Please restate exactly what appears in the records below from the first line to the line where "Could you please indicate the teapot" is, that line included.

** Opening Excerpted records block **

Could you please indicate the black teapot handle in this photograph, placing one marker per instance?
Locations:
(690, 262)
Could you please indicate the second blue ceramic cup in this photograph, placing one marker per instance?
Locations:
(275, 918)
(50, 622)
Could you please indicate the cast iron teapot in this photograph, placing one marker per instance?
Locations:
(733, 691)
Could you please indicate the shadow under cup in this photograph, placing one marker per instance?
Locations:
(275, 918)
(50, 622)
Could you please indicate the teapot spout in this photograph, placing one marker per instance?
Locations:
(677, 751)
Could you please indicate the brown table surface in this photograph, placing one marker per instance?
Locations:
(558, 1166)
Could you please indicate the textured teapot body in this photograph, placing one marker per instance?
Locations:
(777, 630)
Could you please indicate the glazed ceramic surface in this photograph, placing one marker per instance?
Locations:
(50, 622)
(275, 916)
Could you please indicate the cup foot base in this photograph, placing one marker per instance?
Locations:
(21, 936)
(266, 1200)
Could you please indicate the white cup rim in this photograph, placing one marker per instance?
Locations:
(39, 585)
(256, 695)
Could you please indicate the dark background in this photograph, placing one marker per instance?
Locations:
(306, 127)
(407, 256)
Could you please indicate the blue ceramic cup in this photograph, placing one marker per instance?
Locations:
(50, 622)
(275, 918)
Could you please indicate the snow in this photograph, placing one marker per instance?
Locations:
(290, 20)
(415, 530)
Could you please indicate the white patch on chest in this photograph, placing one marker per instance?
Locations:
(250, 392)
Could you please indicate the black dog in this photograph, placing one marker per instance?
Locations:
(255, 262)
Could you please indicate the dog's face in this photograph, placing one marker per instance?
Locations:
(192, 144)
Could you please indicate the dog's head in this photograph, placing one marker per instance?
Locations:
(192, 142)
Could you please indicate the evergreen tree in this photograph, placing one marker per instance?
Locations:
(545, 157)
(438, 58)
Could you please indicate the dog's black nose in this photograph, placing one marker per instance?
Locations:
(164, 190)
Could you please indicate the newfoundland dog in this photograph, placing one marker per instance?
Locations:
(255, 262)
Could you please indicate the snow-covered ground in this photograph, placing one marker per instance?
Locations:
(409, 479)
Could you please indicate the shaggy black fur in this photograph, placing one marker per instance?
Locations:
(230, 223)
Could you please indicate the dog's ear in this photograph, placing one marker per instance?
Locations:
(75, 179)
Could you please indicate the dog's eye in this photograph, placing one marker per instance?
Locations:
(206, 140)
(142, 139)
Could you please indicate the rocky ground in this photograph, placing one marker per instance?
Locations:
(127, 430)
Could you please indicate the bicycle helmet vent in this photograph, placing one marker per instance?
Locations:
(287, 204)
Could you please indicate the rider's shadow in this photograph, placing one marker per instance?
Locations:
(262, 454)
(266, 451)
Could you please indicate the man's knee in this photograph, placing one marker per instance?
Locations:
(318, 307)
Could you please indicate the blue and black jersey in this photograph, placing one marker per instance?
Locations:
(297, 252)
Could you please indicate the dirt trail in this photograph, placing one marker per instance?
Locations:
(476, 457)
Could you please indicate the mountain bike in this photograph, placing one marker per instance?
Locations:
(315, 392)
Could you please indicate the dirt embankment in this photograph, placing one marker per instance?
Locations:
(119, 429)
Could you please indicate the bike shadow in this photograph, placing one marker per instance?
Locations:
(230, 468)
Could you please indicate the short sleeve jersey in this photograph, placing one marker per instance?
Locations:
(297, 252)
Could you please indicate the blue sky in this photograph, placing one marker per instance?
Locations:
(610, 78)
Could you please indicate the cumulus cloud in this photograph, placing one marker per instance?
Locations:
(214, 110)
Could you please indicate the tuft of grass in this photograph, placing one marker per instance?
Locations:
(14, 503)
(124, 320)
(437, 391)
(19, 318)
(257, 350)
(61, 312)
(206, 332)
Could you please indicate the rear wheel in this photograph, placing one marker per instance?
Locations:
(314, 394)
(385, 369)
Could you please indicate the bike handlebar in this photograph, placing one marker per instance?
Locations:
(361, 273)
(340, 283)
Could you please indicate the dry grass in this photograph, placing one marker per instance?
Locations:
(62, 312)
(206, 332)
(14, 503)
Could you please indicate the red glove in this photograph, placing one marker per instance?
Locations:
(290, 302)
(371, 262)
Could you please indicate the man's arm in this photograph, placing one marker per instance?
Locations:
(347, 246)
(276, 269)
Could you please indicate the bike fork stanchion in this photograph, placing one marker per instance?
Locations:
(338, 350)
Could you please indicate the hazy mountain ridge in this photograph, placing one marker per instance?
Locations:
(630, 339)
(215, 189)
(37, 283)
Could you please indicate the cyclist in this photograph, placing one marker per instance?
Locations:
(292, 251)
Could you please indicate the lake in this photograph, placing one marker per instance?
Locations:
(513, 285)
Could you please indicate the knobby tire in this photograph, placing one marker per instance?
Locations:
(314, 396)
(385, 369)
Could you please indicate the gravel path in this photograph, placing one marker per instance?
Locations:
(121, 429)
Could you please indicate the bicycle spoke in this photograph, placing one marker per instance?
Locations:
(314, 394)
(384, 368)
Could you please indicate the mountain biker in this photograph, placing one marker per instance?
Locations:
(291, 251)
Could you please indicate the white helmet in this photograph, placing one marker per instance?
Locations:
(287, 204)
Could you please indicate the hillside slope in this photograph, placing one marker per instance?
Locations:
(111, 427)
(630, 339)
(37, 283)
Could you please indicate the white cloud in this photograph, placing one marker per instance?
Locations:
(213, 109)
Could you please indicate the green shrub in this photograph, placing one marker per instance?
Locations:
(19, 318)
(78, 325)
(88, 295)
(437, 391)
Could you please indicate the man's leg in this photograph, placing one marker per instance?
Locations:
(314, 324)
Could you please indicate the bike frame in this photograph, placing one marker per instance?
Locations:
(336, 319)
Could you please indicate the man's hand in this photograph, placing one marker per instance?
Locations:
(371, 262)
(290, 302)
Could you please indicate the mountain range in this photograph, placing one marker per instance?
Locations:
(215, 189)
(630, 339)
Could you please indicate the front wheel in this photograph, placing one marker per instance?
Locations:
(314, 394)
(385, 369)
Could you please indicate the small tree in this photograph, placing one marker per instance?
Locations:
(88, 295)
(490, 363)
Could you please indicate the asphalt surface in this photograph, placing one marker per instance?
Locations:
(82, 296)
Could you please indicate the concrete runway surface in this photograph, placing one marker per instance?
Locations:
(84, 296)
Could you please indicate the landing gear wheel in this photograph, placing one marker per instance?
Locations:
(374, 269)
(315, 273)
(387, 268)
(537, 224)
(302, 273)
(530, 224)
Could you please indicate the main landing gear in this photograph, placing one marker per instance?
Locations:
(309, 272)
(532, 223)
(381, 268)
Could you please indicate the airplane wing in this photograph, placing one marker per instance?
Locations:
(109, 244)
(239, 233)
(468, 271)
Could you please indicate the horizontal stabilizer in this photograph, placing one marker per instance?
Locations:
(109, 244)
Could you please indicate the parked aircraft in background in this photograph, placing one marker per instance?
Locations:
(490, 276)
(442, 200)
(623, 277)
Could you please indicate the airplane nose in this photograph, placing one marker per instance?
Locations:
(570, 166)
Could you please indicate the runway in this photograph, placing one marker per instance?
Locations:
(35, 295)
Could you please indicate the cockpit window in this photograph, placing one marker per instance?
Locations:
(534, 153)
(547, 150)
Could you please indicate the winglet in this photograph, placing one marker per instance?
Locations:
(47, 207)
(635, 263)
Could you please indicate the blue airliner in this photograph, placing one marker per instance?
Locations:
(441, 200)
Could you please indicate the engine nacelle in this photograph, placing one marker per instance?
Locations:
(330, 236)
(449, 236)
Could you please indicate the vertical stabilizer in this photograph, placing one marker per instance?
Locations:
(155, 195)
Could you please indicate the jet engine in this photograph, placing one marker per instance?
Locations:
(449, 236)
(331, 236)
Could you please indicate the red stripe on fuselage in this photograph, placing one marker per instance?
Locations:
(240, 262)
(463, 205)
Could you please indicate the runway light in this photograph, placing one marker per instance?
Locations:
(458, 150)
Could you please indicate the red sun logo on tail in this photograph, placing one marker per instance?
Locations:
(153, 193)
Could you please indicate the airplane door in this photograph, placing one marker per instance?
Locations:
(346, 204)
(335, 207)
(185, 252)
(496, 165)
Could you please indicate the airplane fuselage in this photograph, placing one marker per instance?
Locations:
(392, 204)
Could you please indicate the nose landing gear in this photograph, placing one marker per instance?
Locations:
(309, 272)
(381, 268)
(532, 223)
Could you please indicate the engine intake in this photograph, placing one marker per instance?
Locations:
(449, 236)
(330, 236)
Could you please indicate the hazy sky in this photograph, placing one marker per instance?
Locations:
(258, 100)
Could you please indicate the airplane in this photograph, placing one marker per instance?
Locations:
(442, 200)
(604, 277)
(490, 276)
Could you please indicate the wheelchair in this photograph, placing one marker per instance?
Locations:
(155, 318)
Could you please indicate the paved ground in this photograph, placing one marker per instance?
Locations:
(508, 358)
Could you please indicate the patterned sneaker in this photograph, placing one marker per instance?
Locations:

** Closing Excerpted records block **

• Solution to this task:
Could you please indicate the black teapot handle in this photograph, placing one marker per instance?
Locations:
(690, 262)
Could you please indicate the second blue ceramic cup in this photograph, placing one marker per instance?
Locations:
(275, 918)
(50, 622)
Could you please indicate the cast iron teapot in this photograph, placing one marker per instance?
Locations:
(733, 691)
Could you please indicate the shadow under cup in this photograph, placing one marker per instance?
Locations:
(275, 918)
(50, 622)
Could you please indicate the teapot spout in this photograph, placing one marker per instance?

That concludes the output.